• [Exercise instructions]: Would you retype each record exactly as given?
<<<<
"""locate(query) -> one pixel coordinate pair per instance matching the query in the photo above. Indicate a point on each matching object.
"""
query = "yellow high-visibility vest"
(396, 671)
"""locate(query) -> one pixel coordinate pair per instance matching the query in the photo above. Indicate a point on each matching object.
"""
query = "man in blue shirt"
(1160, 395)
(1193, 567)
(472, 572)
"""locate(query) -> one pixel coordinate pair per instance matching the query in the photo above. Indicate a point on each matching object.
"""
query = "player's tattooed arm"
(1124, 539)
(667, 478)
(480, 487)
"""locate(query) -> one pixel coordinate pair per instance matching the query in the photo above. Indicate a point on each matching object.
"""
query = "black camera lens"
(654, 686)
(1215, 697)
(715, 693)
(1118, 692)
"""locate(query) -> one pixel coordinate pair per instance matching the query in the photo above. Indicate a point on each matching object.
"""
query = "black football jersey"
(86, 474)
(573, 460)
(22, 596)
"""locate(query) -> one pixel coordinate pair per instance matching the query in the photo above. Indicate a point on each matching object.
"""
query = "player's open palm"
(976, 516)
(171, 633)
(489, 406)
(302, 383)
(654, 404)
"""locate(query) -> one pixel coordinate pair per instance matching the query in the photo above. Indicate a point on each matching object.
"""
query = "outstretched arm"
>>>>
• [Expected answer]:
"""locate(query) -> one pixel coordinate pair per instance matching the query in the photo above. Indicate a point on each matching object.
"""
query = "yellow high-visibility vest"
(396, 671)
"""locate(query) -> one pixel coordinate pair per instance matching the query in the photo above. Indicate a point on each matching object.
"""
query = "man in blue shirt"
(1160, 395)
(1193, 567)
(472, 572)
"""locate(query) -> one pixel coordinate pair per instance matching the query in the photo above. Indicate a point on each matching object.
"""
query = "player's tattooed arm"
(1124, 539)
(667, 478)
(480, 487)
"""locate(query) -> one pixel coordinate pair per instance matching the query in the photo above. Indicate a point on each matching object.
"""
query = "black camera lens"
(654, 686)
(1215, 697)
(715, 693)
(1118, 692)
"""locate(query) -> one pixel coordinate pair per instance matching the query in the photo above. Indicate a point on each matching object.
"""
query = "black football jersey"
(86, 474)
(573, 460)
(22, 596)
"""locate(query) -> one pixel coordinate pair per instance matching the query in the photo above. Indicate a point on each matching object.
"""
query = "player's open palm"
(976, 516)
(171, 633)
(489, 406)
(302, 383)
(654, 404)
"""locate(query) -> one pixel coordinate pair per instance matching the query in the photo above. Indicate a point on each matching object.
"""
query = "outstretched arm"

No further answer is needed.